**Work required**
Reproduce all records verbatim.

**Information**
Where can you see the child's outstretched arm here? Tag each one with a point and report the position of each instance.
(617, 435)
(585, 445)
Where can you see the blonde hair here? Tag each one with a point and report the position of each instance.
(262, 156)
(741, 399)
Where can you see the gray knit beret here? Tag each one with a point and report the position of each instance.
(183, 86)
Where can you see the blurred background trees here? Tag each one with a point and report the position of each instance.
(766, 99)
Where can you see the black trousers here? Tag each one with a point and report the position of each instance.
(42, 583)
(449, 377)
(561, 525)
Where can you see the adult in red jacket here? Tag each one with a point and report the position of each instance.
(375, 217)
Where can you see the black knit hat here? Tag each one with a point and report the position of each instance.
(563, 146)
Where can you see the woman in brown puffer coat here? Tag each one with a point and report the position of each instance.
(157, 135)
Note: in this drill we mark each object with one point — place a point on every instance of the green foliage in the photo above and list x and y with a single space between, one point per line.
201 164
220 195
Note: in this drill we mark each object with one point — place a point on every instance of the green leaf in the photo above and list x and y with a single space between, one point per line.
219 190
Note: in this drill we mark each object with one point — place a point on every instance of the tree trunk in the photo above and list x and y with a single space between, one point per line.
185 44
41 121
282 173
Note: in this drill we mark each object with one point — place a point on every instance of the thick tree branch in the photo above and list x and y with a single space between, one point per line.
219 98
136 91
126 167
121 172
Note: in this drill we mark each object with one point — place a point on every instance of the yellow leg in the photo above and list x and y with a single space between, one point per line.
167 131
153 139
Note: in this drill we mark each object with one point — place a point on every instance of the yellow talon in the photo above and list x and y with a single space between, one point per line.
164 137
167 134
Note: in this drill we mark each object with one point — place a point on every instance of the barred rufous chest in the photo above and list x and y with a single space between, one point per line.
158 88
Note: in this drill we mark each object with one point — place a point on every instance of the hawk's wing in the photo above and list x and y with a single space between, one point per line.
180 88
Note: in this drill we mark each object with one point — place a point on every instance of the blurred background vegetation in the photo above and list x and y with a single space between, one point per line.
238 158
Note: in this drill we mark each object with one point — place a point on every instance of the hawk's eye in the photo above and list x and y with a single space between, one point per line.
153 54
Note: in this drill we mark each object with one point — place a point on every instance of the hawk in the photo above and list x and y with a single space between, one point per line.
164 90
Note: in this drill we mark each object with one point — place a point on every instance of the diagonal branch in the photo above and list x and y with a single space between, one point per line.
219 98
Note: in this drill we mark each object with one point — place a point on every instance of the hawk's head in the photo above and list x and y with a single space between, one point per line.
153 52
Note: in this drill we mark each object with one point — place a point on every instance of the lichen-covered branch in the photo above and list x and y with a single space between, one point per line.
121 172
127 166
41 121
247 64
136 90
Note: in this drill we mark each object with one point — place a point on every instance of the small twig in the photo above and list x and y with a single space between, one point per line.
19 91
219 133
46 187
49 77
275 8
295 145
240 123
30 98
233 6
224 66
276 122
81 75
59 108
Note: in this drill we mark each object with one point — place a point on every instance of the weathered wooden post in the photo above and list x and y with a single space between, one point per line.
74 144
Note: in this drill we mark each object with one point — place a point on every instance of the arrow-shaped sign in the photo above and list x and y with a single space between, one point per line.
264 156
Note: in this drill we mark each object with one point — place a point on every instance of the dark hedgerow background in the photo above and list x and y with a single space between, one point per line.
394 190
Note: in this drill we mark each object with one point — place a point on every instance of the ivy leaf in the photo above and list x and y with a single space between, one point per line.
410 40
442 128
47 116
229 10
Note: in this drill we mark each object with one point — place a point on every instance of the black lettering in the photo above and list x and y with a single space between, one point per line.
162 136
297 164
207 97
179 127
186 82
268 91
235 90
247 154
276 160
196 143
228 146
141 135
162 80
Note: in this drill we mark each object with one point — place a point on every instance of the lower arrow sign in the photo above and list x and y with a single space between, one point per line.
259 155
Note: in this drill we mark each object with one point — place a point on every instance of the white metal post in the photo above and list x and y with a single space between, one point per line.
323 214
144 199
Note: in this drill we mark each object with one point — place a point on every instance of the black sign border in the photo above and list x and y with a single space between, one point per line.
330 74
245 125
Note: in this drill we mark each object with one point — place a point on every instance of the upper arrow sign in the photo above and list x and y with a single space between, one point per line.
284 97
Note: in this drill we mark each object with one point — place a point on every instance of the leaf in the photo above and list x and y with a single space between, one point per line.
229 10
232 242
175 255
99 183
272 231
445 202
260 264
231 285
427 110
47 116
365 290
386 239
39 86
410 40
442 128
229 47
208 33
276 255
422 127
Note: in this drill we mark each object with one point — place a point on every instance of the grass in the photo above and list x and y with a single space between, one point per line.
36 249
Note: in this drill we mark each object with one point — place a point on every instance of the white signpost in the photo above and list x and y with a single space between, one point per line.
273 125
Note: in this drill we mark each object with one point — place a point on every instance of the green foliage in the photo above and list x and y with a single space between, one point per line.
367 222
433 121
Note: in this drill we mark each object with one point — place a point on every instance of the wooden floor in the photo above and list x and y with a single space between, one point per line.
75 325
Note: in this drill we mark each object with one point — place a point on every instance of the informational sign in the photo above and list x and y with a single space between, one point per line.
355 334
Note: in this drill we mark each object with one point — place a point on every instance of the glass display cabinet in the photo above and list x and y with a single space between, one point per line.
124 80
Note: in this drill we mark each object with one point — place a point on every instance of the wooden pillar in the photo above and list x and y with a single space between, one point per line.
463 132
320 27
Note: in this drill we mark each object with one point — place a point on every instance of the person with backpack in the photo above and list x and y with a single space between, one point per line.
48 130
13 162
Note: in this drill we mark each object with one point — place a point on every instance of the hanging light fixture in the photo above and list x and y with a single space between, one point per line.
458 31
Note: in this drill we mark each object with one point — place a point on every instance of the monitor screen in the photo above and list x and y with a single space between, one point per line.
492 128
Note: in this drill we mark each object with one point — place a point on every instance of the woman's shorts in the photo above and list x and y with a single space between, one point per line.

**Response to this task**
Where can you see the child's outstretched arm here? Tag each one with a point and report the position of each instance.
(617, 435)
(585, 445)
Where can you see the blonde hair here? Tag each one with a point and report the position of each instance.
(262, 156)
(741, 399)
Where can you see the gray knit beret here? Tag each one with a point and report the position of each instance.
(183, 86)
Where can you see the blurred background trees here? Tag each one with a point and report the position of each instance.
(766, 99)
Where can you see the black trousers here? Tag each one with a point and report the position of each instance.
(42, 583)
(449, 377)
(561, 525)
Where can you see the adult in red jacket here? Tag each one with a point and report the position of each instance.
(375, 217)
Where can you see the black knit hat here? Tag each one with a point and report the position of each instance.
(563, 146)
Where can you see the woman in brown puffer coat here? Tag each one with a point and report the position of each instance.
(157, 135)
Note: in this drill we mark each object with one point — place a point on every instance of the green foliage in the photo above and list x and y with a single space between, one point per line.
201 164
220 195
Note: in this drill we mark each object with one point — place a point on every instance of the green leaf in the photo above and list x and y with a single space between, one point per line.
219 190
Note: in this drill we mark each object with one point — place a point on every instance of the tree trunk in the photo above and list x and y with a single space between, one point per line.
185 44
41 121
282 173
Note: in this drill we mark each object with one point — place a point on every instance of the thick tree branch in the photo above and list x and y with a single space between, one point per line.
219 98
136 91
126 167
121 172
Note: in this drill we mark each object with one point — place a point on every instance of the yellow leg in the photo above and list x and y with a single space between, one point per line.
167 131
153 139
Note: in this drill we mark each object with one point — place a point on every instance of the yellow talon in the photo above and list x and y with a single space between, one point per line.
164 137
167 134
Note: in this drill we mark each object with one point — place a point on every instance of the barred rufous chest in the photo above and list x and y with a single space between, one point per line.
158 88
Note: in this drill we mark each object with one point — place a point on every instance of the hawk's wing in the photo above and list x and y with a single space between, one point per line.
180 88
Note: in this drill we mark each object with one point — place a point on every instance of the blurred background vegetation in the photo above and list x and y with a single space between, one point per line.
238 158
Note: in this drill we mark each object with one point — place a point on every instance of the hawk's eye in the photo above and list x and y with a single space between, one point per line.
153 54
Note: in this drill we mark each object with one point — place a point on every instance of the hawk in the photo above and list x and y with a single space between, one point per line.
164 90
Note: in this drill we mark each object with one point — place a point on every instance of the diagonal branch in the photo above and list x and y with a single space between, one point per line.
219 98
Note: in this drill we mark each object with one point — place a point on every instance of the hawk's head in the photo above and list x and y with a single space between, one point per line.
153 52
Note: in this drill we mark each object with one point — place a point on every instance of the lichen-covered branch in the photo above and list x and y with a single space between, one point per line.
121 172
127 166
41 121
247 64
136 90
Note: in this drill we mark each object with one point — place a point on every instance of the small twig in the photo above and list x and y with a single space between, one point per line.
19 91
219 133
46 187
49 77
275 8
295 145
240 123
30 98
233 6
224 66
276 122
81 75
59 108
Note: in this drill we mark each object with one point — place a point on every instance of the weathered wooden post in the photo above and list x and y with a single space between, one point per line.
74 144
Note: in this drill we mark each object with one point — place a point on every instance of the arrow-shaped sign in the photo above and list x and y with a single space between, one point per line.
264 156
Note: in this drill we mark each object with one point — place a point on every instance of the dark hedgerow background in the photo above and list x and y with a single space between, one point per line.
394 190
Note: in this drill we mark each object with one point — place a point on every instance of the ivy leaf in the photo above and list x and y with a single space between, one point per line.
410 40
442 128
47 116
229 10
Note: in this drill we mark each object with one point — place a point on every instance of the black lettering in the photo above and list x and y with a single space between, one point per line.
162 136
297 164
207 97
179 127
186 82
268 91
235 90
247 154
276 160
196 143
228 146
141 135
162 80
Note: in this drill we mark each object with one point — place a point on every instance of the lower arrow sign in the photo above and list x and y with a single space between, one point per line.
259 155
Note: in this drill we mark each object with one point — place a point on every instance of the white metal post in the photo above and list x and y with a single space between, one point per line.
323 214
144 199
Note: in this drill we mark each object with one point — place a point on every instance of the black sign border in the photo above and list x and y with a single space between, one point per line.
330 74
245 125
Note: in this drill we mark each object with one point — place a point on every instance of the upper arrow sign in the photo above and list x and y with a single space between, one point per line.
284 97
Note: in this drill we mark each object with one point — place a point on every instance of the leaf in the photo above and list x and y with a single space between, one point per line.
229 10
232 242
175 255
99 183
272 231
445 202
260 264
231 285
427 110
47 116
365 290
386 239
39 86
410 40
442 128
229 47
208 33
276 255
422 127
Note: in this drill we mark each object with one point — place a point on every instance of the grass in the photo above and list x and y with a single space between, one point per line.
36 249
Note: in this drill we mark each object with one point — place a point on every instance of the white signpost in the photo above and list x and y with a single space between, one point per line.
273 125
Note: in this drill we mark each object with one point — place a point on every instance of the green foliage in the photo above and list x and y with a single space between, one point per line.
367 222
433 121
Note: in this drill we mark each object with one point — place a point on every instance of the wooden floor in the photo above and list x and y with a single space between, one point per line.
75 325
Note: in this drill we mark each object with one point — place a point on every instance of the informational sign in the photo above and list x and y with a single space between, one point per line.
355 334
Note: in this drill we mark each object with one point — place a point on every instance of the glass display cabinet in the photo above and list x and y with a single space between, one point per line.
124 80
Note: in this drill we mark each object with one point — place a point on every instance of the wooden pillar in the photo above and list x and y with a single space between, one point per line.
463 132
320 27
Note: in this drill we mark each object with one point — place a point on every instance of the person with backpack in the photo above and list x and y with a single space between, one point per line.
48 130
13 162
Note: in this drill we mark each object with one point — place a point on every instance of the hanging light fixture in the photo above and list x and y with a single space between, one point per line.
458 31
Note: in this drill we mark each object with one point — place a point on every instance of the monitor screen in the photo above and list x and y with a single space between, one point per line.
492 128
Note: in this drill we mark each object with one point — place a point on every instance of the woman's shorts in the photo above and list x and y with a single space between, one point per line.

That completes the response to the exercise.